## Stated goal
Pick out every line in the entries below that contains the word "building", and copy each one.
+ + + + + + +
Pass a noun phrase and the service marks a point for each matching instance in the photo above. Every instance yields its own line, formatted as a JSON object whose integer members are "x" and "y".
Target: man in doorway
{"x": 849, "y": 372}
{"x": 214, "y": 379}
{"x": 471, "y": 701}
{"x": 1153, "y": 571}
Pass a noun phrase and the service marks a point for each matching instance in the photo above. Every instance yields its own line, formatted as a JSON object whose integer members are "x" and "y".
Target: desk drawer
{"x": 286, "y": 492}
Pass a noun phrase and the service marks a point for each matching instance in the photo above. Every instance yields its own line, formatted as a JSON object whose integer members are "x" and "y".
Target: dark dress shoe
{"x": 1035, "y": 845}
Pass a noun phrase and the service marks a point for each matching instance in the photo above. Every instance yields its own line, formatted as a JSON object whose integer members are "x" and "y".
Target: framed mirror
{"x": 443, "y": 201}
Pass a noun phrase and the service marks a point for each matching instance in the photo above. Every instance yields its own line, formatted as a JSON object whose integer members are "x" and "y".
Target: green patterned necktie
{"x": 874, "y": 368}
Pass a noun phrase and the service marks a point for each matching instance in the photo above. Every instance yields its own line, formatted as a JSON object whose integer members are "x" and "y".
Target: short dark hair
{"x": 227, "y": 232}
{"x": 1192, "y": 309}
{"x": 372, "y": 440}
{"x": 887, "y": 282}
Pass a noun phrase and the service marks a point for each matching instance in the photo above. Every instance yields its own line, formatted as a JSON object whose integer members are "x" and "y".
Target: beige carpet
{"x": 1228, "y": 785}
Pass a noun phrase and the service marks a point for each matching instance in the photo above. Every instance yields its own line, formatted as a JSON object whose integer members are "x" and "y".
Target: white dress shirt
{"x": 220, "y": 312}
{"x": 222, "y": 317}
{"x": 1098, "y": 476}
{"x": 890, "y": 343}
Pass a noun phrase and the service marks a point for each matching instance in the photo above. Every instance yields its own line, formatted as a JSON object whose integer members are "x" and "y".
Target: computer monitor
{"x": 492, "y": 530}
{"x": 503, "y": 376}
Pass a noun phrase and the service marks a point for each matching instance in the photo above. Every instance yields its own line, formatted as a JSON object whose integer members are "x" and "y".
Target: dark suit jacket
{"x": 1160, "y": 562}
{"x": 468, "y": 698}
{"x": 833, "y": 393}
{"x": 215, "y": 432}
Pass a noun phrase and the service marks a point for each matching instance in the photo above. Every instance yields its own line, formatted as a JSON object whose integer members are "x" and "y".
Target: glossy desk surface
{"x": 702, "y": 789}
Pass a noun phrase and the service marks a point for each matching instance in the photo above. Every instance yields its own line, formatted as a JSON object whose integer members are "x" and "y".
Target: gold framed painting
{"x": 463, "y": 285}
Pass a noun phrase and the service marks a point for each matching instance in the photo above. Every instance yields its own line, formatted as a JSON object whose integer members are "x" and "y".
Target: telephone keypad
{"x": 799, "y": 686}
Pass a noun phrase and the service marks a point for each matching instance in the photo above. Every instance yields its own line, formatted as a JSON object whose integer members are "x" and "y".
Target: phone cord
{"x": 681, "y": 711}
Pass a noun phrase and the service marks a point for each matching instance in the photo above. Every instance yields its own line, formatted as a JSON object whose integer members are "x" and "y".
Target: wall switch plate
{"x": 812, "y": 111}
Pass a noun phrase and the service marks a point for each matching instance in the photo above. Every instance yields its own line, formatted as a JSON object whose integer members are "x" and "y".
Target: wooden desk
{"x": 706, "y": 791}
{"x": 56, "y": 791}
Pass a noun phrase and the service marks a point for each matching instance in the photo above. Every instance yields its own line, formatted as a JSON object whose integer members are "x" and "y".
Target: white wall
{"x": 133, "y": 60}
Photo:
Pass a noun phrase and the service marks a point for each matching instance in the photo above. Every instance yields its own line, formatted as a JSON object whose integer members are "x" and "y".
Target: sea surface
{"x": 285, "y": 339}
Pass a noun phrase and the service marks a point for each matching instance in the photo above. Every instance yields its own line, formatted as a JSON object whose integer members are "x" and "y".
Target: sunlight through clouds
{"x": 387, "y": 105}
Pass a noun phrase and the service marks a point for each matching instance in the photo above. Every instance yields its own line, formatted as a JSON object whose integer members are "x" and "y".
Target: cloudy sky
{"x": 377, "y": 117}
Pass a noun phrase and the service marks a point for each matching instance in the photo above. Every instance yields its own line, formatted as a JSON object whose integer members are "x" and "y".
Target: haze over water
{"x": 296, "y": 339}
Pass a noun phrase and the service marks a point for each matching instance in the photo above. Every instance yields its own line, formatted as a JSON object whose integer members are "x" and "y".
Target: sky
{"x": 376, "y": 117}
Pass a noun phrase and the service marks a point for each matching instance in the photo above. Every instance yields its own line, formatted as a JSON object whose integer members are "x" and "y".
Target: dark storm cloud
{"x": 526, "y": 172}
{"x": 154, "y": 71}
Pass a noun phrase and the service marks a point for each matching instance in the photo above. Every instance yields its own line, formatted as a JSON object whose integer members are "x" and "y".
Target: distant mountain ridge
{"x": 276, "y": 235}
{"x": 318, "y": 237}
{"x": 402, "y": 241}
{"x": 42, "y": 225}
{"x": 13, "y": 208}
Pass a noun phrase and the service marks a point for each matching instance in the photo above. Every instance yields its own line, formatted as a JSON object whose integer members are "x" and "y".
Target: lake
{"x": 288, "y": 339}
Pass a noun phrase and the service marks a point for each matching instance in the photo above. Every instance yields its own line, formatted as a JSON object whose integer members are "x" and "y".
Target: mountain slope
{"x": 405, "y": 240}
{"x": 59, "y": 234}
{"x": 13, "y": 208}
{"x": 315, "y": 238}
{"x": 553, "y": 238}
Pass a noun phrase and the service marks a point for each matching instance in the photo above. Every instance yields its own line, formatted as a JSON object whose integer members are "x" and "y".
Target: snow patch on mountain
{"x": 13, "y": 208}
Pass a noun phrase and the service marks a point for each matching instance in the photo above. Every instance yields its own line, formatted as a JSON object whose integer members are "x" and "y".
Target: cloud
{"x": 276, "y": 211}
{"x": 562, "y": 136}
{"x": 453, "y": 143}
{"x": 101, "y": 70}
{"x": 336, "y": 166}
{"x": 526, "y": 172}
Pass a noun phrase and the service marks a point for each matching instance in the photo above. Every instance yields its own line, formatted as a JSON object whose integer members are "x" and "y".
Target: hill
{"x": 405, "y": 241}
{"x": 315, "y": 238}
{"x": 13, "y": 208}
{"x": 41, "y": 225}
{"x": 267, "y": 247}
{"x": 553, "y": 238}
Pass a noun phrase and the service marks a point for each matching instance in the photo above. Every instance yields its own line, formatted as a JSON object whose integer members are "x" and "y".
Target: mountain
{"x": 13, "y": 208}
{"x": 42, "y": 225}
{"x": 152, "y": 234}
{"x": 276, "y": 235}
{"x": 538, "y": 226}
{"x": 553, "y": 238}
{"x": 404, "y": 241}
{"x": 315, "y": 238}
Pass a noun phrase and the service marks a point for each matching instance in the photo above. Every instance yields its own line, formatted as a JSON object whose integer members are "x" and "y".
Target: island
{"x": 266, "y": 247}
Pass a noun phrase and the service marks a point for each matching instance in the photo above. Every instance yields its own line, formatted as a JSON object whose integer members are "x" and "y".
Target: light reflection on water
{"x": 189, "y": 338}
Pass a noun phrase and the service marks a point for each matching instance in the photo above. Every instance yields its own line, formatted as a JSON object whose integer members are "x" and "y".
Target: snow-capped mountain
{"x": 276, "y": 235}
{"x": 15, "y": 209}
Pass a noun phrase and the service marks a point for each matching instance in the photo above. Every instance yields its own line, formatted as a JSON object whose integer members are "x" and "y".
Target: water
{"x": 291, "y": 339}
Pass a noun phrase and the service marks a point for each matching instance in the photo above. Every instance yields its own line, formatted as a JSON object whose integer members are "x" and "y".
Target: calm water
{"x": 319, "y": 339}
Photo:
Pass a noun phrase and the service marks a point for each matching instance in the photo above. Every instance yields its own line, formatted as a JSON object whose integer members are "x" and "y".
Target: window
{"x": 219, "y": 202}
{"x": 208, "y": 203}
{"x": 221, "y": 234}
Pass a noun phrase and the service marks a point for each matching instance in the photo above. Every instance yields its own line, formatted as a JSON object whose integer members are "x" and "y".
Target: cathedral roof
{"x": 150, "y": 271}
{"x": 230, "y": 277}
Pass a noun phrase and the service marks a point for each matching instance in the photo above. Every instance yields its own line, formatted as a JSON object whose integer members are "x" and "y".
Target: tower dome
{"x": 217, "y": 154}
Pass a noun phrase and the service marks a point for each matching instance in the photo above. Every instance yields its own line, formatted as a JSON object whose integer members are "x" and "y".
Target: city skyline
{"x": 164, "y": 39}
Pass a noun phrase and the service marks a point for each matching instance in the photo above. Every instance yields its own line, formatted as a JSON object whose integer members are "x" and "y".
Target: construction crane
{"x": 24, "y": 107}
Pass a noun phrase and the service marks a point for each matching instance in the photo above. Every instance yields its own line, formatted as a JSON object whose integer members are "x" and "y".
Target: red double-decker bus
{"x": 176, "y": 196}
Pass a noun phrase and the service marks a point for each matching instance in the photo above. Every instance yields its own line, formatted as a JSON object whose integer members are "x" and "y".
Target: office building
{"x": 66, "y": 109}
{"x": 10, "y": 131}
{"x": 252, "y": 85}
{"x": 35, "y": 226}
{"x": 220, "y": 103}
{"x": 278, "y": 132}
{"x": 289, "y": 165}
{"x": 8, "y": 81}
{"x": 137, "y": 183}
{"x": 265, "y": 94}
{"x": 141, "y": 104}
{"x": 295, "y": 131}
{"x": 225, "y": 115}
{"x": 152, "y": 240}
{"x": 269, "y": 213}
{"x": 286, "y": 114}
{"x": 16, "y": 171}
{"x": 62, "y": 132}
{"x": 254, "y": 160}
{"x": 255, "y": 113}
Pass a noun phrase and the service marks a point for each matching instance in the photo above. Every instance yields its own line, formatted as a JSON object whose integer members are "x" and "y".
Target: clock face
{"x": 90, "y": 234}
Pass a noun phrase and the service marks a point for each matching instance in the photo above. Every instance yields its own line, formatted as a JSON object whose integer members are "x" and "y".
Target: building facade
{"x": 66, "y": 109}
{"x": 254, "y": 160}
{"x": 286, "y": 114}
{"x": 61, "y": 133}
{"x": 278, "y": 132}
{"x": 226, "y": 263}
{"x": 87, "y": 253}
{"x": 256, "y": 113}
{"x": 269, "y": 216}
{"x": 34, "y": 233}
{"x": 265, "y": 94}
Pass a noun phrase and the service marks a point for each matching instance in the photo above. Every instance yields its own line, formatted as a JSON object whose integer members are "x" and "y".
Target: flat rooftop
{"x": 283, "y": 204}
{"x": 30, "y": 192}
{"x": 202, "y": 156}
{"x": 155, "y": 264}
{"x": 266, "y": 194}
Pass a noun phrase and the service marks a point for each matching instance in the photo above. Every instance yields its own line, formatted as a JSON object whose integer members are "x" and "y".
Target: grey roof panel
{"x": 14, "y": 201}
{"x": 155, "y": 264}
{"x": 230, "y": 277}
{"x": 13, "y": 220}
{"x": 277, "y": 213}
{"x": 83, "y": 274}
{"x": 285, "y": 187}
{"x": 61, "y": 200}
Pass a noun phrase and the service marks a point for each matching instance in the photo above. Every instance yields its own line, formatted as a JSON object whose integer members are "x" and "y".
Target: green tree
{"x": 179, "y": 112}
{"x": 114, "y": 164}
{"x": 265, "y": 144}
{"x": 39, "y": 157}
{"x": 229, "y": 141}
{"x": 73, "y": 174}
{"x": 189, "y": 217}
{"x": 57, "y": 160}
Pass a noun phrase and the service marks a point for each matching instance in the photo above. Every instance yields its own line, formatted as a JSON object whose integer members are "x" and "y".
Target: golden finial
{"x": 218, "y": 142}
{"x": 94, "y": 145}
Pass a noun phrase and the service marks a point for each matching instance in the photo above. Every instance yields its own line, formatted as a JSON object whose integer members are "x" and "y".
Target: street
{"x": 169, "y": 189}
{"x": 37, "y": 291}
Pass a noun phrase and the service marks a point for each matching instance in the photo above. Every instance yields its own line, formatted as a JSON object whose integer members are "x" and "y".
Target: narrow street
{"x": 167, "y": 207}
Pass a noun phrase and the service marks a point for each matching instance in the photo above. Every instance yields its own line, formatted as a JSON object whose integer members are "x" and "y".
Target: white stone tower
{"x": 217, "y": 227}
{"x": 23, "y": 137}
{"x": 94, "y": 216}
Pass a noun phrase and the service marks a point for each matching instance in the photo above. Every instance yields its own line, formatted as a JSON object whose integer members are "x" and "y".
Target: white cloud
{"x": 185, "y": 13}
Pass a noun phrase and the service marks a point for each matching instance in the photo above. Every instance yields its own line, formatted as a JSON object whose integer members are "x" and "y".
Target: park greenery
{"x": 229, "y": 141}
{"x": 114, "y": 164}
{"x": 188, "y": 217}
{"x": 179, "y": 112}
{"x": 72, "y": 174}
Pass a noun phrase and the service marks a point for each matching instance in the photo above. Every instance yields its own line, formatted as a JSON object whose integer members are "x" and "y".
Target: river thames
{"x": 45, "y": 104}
+ + + + + + +
## Answer
Target: office building
Target: building facade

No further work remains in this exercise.